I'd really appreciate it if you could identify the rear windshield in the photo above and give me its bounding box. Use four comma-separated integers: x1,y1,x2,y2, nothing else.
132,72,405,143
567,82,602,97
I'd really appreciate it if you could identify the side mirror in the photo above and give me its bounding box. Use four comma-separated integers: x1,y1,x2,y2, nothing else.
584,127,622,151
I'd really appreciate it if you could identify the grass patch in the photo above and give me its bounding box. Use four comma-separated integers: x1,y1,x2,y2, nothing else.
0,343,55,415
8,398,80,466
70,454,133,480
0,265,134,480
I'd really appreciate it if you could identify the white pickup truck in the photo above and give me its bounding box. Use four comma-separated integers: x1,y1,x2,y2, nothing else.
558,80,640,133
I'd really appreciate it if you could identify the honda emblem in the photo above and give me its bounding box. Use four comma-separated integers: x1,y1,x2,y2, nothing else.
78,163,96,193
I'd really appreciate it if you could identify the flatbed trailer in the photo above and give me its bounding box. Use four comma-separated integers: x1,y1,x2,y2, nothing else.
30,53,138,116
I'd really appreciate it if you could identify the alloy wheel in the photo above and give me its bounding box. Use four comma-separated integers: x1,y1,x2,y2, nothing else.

◆ TO BE DONE:
Write out every line above word for word, changing nothing.

◆ REPLY TO THE EXERCISE:
I'd really appreciate it if you could identify the rear windshield in the photo above and give me its bounding box. Use four comma-separated integers: x1,y1,x2,y2, nothing else.
132,72,405,143
567,82,602,97
I'd really appreciate it if you could identify the side mirror in the photo above and give me its bounding box. Use four comma-separated integers: x1,y1,x2,y2, nothing else.
584,127,622,151
I'd really appreciate it if you could identify the grass patch in the photo above and give me its bounding box. Use four comma-separated integers: x1,y1,x2,y2, nothing else.
0,343,55,415
8,398,80,466
70,454,133,480
0,265,134,480
I'd really appreciate it if you could identify the white pickup truck in the photo above and give me its bounding box. Use four comma-separated integers: x1,y1,x2,y2, nothing else.
558,80,640,133
I'd really appreciate it if you could identify the honda emblem in the photo above and give me its bounding box. Use four comma-separated integers: x1,y1,x2,y2, nothing else.
78,163,96,193
I'd really appreciate it if you could identify the flatbed trailer in the photo above and give me its bounding box. Use four comma-separated integers: x1,y1,x2,y2, nothing else.
30,53,138,116
I'd really appreciate it if you could identify the alloy wheel in the photo above and give me its bounding box. Use four comma-separated integers: x1,y1,x2,y2, nothing else.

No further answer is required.